[Referring expression data]
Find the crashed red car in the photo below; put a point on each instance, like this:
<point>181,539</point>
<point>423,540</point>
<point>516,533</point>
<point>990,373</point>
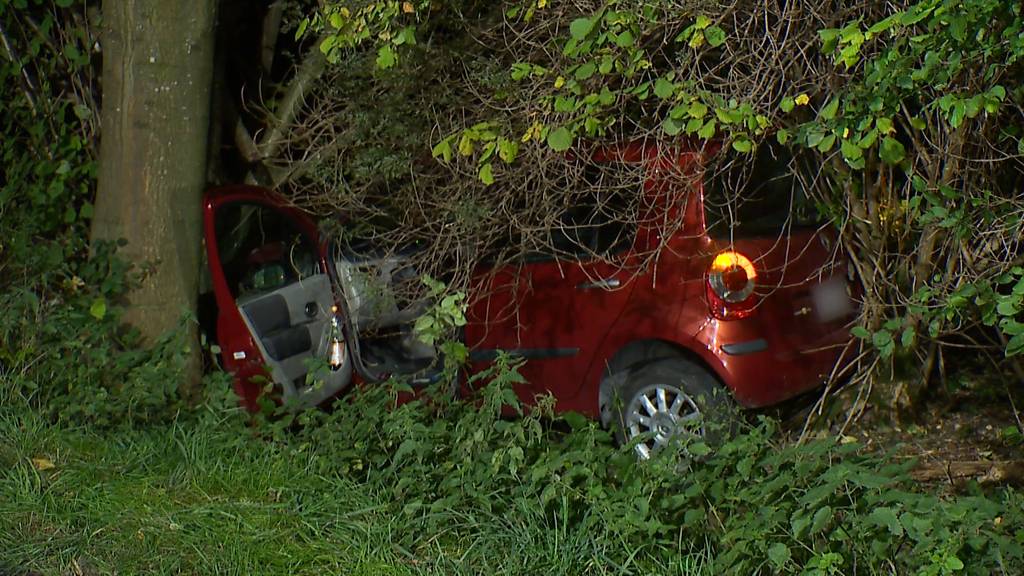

(What you need to do): Each record should be given again exactly, with no picture carried over.

(Output of the task):
Find the crashed red car in the photo below; put a point on each instance, like this:
<point>181,539</point>
<point>423,540</point>
<point>516,533</point>
<point>990,373</point>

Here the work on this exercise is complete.